[start DATA PROVIDED]

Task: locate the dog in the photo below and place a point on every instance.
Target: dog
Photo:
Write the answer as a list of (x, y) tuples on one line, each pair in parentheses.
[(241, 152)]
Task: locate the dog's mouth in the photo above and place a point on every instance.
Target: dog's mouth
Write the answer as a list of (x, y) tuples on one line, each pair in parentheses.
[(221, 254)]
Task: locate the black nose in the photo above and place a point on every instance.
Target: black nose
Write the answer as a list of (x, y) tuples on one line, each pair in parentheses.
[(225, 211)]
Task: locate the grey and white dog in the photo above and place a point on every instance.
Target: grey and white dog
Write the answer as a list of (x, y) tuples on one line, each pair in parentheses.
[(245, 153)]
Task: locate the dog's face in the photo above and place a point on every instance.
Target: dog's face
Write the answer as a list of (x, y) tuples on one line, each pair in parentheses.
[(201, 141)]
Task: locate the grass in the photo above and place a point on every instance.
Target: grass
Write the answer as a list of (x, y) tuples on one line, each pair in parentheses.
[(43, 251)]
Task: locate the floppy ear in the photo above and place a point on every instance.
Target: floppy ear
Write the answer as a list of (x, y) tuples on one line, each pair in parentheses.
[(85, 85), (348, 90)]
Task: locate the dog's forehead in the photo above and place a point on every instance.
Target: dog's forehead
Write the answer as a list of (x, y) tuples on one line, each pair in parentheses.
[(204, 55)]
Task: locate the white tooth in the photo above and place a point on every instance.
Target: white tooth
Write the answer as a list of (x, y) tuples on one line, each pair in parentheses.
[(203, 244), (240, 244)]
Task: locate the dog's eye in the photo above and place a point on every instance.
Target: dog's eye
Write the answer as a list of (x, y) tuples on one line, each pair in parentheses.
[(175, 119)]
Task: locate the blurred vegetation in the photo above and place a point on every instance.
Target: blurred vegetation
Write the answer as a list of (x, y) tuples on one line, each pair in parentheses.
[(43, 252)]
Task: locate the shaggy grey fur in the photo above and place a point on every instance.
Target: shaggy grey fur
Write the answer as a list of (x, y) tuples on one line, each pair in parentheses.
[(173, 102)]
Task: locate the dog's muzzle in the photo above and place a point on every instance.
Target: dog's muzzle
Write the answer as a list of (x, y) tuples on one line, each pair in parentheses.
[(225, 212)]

[end DATA PROVIDED]

**STATED PROBLEM**
Could you express the listing as a Markdown table with the columns Row and Line, starting at the line that contains "Task: locate the shaggy" and ending after the line that contains "[(173, 102)]", with blank lines left out?

**IN RESPONSE**
| Row | Line |
|---|---|
| 1 | Task: locate the shaggy grey fur in the photo above and place a point on every instance. |
| 2 | Target: shaggy grey fur |
| 3 | Write the answer as a list of (x, y) tuples on one line, each pair in parentheses. |
| 4 | [(173, 102)] |